## WHAT TO DO:
Could you return each line of the records below that contains the string "white"? Case matters.

## MATERIAL SHOWN:
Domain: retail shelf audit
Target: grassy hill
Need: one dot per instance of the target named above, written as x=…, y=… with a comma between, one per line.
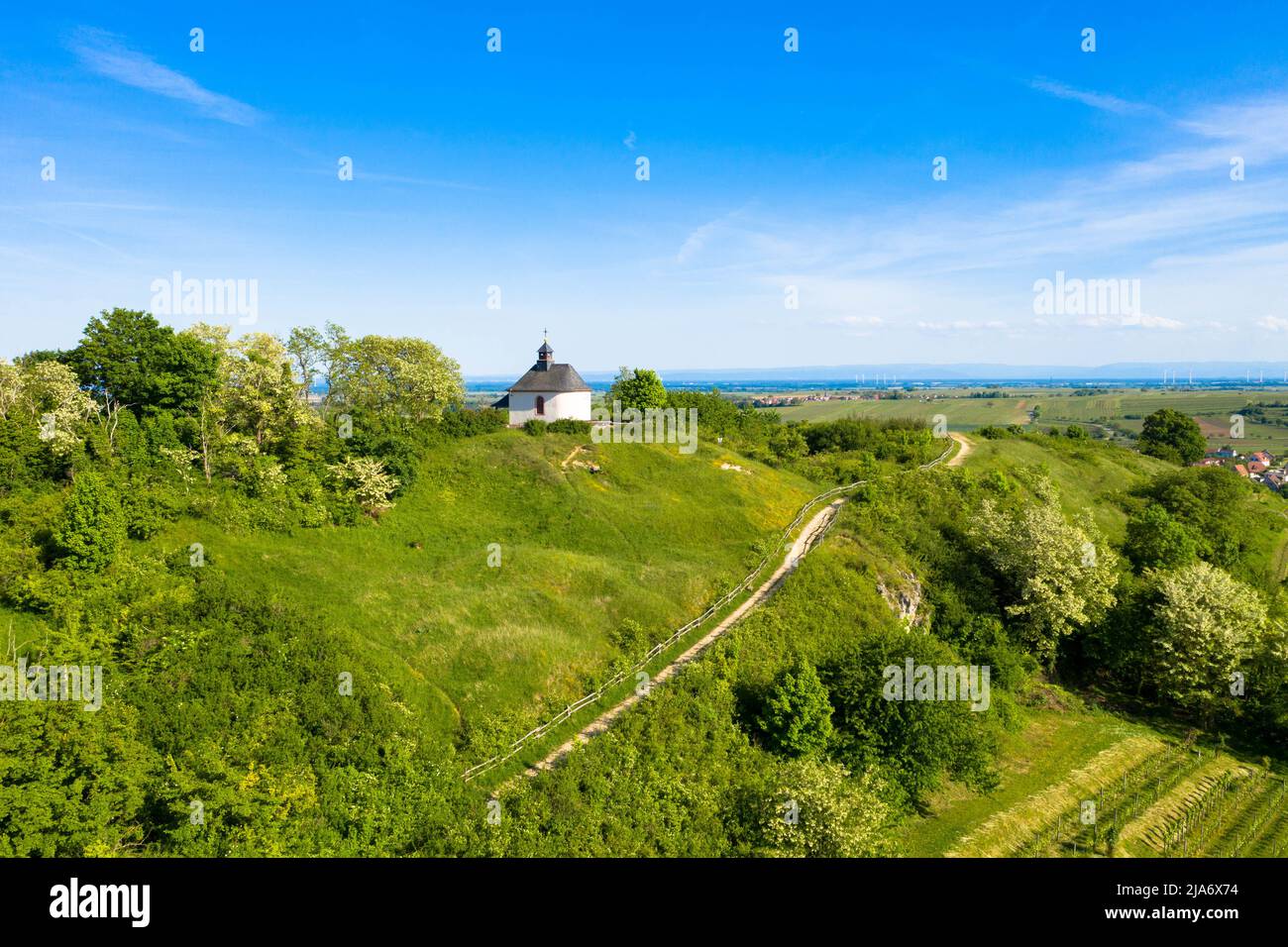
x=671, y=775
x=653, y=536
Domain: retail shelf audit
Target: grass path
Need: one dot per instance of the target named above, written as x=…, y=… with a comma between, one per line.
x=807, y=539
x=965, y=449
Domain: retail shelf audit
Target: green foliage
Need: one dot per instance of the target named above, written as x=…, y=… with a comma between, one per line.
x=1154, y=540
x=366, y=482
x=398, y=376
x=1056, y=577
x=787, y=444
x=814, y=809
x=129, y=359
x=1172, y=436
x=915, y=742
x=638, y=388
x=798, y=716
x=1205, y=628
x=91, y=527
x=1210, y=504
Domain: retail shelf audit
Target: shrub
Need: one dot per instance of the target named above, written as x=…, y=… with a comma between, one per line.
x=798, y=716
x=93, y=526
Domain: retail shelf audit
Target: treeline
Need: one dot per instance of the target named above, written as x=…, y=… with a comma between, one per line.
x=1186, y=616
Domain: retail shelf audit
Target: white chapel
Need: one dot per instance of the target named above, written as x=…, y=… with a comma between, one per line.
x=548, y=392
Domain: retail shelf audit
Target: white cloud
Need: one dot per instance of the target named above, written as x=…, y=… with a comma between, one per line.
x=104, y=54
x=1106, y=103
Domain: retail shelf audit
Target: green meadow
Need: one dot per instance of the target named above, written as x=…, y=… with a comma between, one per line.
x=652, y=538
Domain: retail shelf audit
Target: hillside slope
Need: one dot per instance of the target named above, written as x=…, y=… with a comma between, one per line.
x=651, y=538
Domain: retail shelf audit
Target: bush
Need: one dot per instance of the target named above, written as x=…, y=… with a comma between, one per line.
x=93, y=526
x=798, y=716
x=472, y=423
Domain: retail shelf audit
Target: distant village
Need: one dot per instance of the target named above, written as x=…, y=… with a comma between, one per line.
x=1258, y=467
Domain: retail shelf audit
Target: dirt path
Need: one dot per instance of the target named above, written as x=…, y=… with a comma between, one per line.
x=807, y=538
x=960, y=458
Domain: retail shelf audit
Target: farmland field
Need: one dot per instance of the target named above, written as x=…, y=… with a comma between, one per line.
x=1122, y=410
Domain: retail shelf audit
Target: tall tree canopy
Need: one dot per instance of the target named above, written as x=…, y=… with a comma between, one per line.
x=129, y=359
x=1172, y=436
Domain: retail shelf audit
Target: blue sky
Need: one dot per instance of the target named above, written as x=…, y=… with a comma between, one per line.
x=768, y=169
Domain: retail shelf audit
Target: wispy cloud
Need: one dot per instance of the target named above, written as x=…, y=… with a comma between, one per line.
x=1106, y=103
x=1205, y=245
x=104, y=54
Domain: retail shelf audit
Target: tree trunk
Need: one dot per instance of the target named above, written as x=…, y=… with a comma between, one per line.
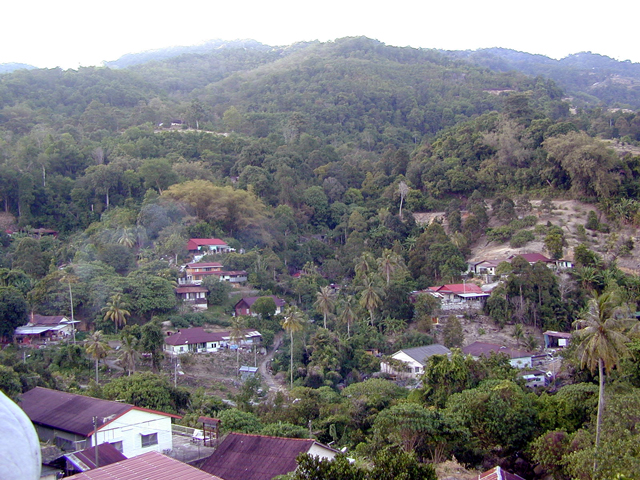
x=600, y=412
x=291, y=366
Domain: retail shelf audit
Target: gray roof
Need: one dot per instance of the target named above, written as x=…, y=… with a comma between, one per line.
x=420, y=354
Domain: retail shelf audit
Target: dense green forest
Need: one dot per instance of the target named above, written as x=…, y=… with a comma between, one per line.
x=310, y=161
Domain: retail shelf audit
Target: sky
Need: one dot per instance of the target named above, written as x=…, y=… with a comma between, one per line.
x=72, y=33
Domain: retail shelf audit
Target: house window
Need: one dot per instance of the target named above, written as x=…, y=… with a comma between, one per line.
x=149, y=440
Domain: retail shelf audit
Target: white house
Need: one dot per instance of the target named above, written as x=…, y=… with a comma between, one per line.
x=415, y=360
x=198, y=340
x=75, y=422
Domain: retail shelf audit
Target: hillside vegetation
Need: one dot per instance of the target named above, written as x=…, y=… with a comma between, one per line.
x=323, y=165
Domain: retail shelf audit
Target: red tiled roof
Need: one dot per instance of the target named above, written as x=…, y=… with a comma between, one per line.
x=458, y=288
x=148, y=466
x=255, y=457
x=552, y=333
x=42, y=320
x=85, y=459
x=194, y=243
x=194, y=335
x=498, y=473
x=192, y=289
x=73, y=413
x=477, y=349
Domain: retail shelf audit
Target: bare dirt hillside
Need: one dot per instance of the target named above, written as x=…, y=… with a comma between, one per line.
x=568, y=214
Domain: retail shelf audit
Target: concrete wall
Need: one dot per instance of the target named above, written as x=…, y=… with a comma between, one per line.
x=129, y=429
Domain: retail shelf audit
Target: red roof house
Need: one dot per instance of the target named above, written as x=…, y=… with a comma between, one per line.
==
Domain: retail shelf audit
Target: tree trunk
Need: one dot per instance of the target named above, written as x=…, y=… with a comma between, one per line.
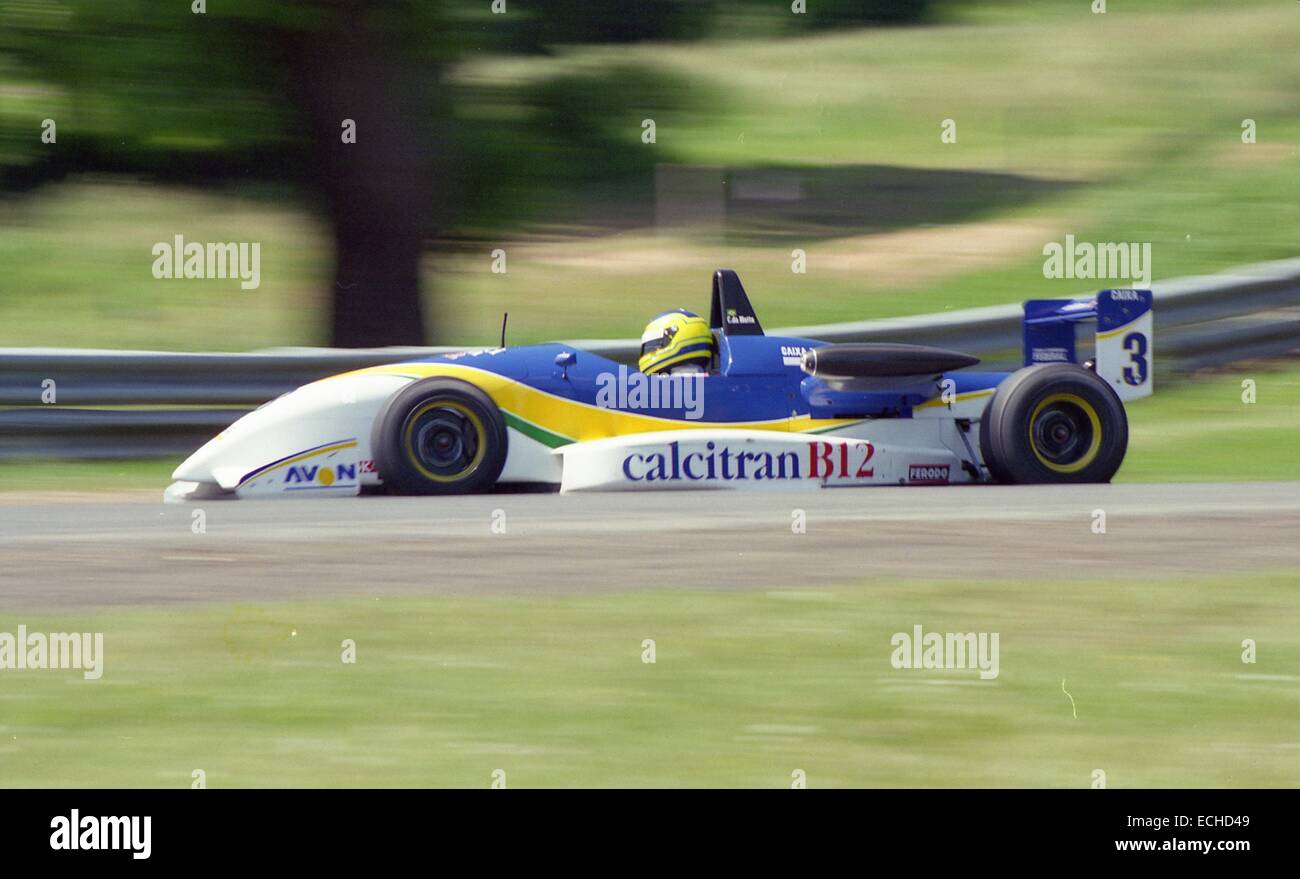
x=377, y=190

## FINAL RESULT:
Target: white chapel
Target: white cloud
Target: white house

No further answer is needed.